REQUIRED ACTION
Each line below should be repeated exactly, but no picture should be carried over.

PROVIDED DATA
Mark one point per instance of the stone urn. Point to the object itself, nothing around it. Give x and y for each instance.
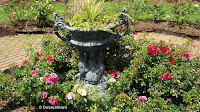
(90, 43)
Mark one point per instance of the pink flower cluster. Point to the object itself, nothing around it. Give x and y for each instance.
(12, 15)
(188, 56)
(52, 100)
(81, 91)
(43, 95)
(70, 96)
(39, 54)
(50, 78)
(153, 50)
(114, 73)
(50, 58)
(22, 63)
(171, 60)
(144, 98)
(101, 9)
(35, 72)
(165, 76)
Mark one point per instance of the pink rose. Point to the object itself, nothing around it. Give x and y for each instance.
(50, 58)
(21, 65)
(76, 86)
(43, 95)
(144, 98)
(37, 70)
(81, 91)
(32, 72)
(70, 96)
(25, 61)
(52, 100)
(46, 75)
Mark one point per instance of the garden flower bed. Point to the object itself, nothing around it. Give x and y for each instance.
(151, 74)
(143, 75)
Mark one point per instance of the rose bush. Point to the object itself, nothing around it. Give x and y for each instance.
(143, 76)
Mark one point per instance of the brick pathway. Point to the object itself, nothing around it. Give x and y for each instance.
(13, 48)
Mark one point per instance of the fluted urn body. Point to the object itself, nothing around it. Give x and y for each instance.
(90, 43)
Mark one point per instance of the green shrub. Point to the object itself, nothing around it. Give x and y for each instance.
(18, 10)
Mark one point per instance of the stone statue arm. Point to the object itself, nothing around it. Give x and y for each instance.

SOLUTION FOR THIS PROBLEM
Mark one point per instance of the stone urn. Point to the object itself, nothing around it. Give x and y for each instance.
(90, 43)
Mark one point per instance of the pink flower cluster. Point to the object itself, nothing around it. Give x and y for each instance.
(12, 15)
(188, 56)
(52, 100)
(81, 91)
(43, 95)
(70, 96)
(39, 54)
(50, 78)
(153, 50)
(114, 73)
(50, 58)
(22, 63)
(171, 60)
(144, 98)
(101, 9)
(35, 72)
(165, 76)
Mark one point per instance of the pink rose. Point to the object itself, nothing around it. Give x and y for each instance.
(50, 58)
(21, 65)
(76, 86)
(43, 95)
(144, 98)
(37, 70)
(81, 91)
(32, 72)
(70, 96)
(25, 61)
(52, 100)
(46, 75)
Mark one point per instance of the garden flower bed. Point to the object itself, nothing around it. Give x and y for each instance.
(151, 74)
(143, 75)
Mark one point per instance of the rose bush. Point to the object itself, nothing around it. Give x and y for each instance.
(143, 76)
Mark one point per instance of the brick pathway. Point to the object itself, nothing around it. Give x and y for each instance.
(13, 48)
Mark one point per instance of the fluted urn body. Point to the object itself, nothing around it. Give x and y for each instance.
(90, 43)
Mark one point per instance of the green shrub. Point to the object itself, nothing around it. Give x and y for each instance.
(18, 10)
Mark one point per instance of the stone statue arm. Point to the object itself, nothing around it. Give x and y for each instance.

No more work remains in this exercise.